▶ [Stored data entries]
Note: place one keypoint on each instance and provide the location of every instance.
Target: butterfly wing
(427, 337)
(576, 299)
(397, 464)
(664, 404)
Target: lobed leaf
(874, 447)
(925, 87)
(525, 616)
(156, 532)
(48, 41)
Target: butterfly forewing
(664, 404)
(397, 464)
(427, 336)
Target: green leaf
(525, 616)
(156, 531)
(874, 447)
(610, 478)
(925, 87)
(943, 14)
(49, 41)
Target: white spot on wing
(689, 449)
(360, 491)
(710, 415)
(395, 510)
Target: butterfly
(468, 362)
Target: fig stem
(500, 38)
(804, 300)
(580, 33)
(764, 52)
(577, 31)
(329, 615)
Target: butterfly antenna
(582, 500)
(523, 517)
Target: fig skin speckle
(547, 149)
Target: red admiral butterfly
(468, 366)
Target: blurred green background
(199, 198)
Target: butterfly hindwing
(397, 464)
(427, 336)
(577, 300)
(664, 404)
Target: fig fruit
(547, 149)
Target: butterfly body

▶ [ASSIGNMENT]
Nothing should be left out: repeat all of the data exactly.

▶ [RESPONSE TO THE EXERCISE]
Note: place one keypoint on each instance and provide the location of every instance.
Target: butterfly wing
(427, 337)
(576, 299)
(397, 464)
(664, 404)
Target: lobed leaf
(874, 447)
(925, 87)
(525, 616)
(156, 532)
(48, 41)
Target: butterfly forewing
(664, 404)
(397, 464)
(427, 336)
Target: green leaf
(525, 616)
(156, 531)
(874, 447)
(610, 478)
(925, 87)
(943, 14)
(49, 41)
Target: white spot on wing
(689, 449)
(360, 491)
(710, 415)
(395, 510)
Target: butterfly
(468, 362)
Target: fig stem
(500, 38)
(804, 300)
(580, 33)
(764, 52)
(577, 31)
(329, 615)
Target: butterfly antenna
(582, 500)
(523, 517)
Target: fig skin speckle
(547, 149)
Target: red admiral butterfly
(468, 366)
Target: blurred green background
(199, 198)
Target: butterfly hindwing
(397, 464)
(427, 336)
(577, 300)
(664, 404)
Target: fig fruit
(547, 149)
Target: butterfly body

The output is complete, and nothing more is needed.